__PROVIDED PASSAGE__.
/---

Companions Quartet
- Secret of the Sirens The Gorgon's Gaze Mines of the Minotaur The Chimera's Curse
- Author: Julia Golding
- Country: Britain
- Language: English
- Genre: Fantasy
- Publisher: Oxford University Press
- Published: 2006 – September 2007

= Companions Quartet =

Book series by Julia Golding

Companions Quartet is a book series by Julia Golding, a British author who is also the author of the Cat Royal series. The majority of the series takes place in the fictional town of Hescombe in England.

== Plot summaries ==

=== Secret of the Sirens ===

Connie Lionheart is sent to live with her eccentric aunt Evelyn who she finds out is part of an organisation called the Society for the Protection of Mythical Creatures (or just the Society for short). Each person in the Society has a compatibility with a specific mythical creature. Connie finds out that she is a universal companion, someone who had compatibility with all mythical creatures, and that she is the first one in almost a century. The Society's main purpose is to protect mythical creatures from being exposed to humans, something which has become increasingly harder. Along with this problem, they also have to find a way to stop an evil shareholder shapeshifter called Kullervo who wants to wipe out all of humanity to make way for mythical creatures, and he wants Connie's help to do it.

\---

__AVAILABLE DATA__.
/---

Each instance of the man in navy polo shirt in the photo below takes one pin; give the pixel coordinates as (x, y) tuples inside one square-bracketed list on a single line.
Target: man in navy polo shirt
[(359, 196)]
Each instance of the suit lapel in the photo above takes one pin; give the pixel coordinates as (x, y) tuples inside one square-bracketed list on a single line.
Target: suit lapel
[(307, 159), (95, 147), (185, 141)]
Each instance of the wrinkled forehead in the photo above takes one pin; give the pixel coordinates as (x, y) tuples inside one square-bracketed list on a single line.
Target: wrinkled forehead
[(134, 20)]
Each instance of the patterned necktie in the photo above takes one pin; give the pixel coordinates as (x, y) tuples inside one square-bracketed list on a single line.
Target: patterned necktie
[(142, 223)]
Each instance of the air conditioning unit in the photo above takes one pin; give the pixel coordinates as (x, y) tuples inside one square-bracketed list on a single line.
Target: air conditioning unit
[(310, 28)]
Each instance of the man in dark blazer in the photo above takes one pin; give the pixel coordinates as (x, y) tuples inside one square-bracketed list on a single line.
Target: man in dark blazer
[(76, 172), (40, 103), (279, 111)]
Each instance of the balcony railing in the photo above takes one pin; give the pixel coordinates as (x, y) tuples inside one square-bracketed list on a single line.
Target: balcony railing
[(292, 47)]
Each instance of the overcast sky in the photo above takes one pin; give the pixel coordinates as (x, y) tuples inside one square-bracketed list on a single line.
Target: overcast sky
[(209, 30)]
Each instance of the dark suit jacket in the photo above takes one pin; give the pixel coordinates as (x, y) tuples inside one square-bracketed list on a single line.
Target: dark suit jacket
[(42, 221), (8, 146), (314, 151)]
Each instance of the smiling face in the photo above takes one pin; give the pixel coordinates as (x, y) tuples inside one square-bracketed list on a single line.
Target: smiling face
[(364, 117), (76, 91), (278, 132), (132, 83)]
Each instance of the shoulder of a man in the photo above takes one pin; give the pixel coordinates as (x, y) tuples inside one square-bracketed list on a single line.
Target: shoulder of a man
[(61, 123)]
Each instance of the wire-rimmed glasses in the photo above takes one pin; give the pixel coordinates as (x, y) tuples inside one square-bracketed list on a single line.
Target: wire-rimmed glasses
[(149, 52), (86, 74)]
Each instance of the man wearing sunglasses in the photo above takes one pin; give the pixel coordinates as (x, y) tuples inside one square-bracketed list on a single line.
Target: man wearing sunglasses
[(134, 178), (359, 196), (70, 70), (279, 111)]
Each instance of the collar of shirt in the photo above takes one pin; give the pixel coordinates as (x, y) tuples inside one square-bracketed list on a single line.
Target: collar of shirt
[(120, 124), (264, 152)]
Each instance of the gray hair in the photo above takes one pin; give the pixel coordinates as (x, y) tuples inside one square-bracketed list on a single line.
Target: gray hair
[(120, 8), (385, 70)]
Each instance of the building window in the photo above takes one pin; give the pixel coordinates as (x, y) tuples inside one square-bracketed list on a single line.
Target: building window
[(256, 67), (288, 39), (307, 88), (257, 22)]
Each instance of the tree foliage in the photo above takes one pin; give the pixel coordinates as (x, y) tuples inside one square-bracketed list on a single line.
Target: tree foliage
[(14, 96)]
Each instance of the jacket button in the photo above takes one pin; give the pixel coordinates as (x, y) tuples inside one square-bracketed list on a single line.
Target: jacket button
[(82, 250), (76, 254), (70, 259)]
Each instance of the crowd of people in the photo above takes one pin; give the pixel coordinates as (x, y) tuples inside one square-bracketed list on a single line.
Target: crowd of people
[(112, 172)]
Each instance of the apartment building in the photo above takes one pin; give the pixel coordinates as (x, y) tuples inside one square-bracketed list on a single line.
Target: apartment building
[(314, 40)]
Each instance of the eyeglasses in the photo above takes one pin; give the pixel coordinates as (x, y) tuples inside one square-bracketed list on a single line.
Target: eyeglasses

\---

__STATED TASK A__.
Copy the stretch of the records from the line containing "Each instance of the suit" through the line containing "[(61, 123)]", reproducing each line without change.
__STATED TASK B__.
Pick up the Companions Quartet passage after its final sentence and write the next part.

__OUTPUT A__.
Each instance of the suit lapel in the photo above takes one pin; give the pixel coordinates as (x, y) tuples inside one square-bracketed list on a single line.
Target: suit lapel
[(307, 159), (95, 147), (185, 141)]
Each instance of the wrinkled forehead in the photo above takes one pin; give the pixel coordinates as (x, y) tuples inside one square-bracketed list on a single line.
Target: wrinkled forehead
[(134, 20)]
Each instance of the patterned necktie in the photo above takes one pin; give the pixel coordinates as (x, y) tuples inside one square-bracketed list on a single line.
Target: patterned necktie
[(142, 223)]
Each instance of the air conditioning unit in the photo above takes one pin; give the pixel coordinates as (x, y) tuples inside one square-bracketed list on a single line.
Target: air conditioning unit
[(310, 28)]
Each instance of the man in dark blazer in the photo above takes one pin; give the pixel coordinates as (x, y) tuples inside one square-bracketed list on a single line.
Target: man in dark blazer
[(76, 172), (40, 103), (279, 111)]
Each instance of the balcony railing in the photo above takes one pin; give the pixel coordinates as (x, y) tuples inside one square-bracketed list on a single line.
Target: balcony railing
[(292, 47)]
Each instance of the overcast sky in the photo above takes one pin; give the pixel coordinates as (x, y) tuples inside one square-bracketed list on a single line.
Target: overcast sky
[(209, 30)]
Each instance of the dark suit jacket in the photo above takes one pin; give the pixel coordinates as (x, y) tuples inside one square-bracketed list on a single line.
Target: dark suit jacket
[(42, 221), (8, 146), (314, 151)]
Each instance of the smiling face in the photo above takes one pin; give the pixel coordinates as (x, y) tuples inside one square-bracketed list on a single line.
Target: smiling face
[(364, 117), (76, 91), (278, 132), (132, 83)]
Each instance of the shoulder of a man in the photo above takes one pin; give the pixel coordinates as (x, y) tuples inside one square-bracketed list on a single line.
Target: shoulder of a man
[(61, 123)]

__OUTPUT B__.
=== The Gorgon's Gaze ===

Connie's aunt Godiva and uncle Hugh arrive in Hescombe to take Connie away from Evelyn to get her away from the Society which Godiva disapproves of. Despite Connie and Evelyn's protests, they manage to isolate her at the family estate. Meanwhile, the Society is busy trying to save Mallins Wood which is home to the last remaining gorgon. Only a handful of people know of the existence of the gorgon including Col as the gorgon is his mother's companion. Kullervo tries to use Col's mother to get to Connie however his plan fails and he instead kidnaps Col. While rescuing him, Connie becomes linked with Kullervo and even though she has the opportunity, she is unable to kill him.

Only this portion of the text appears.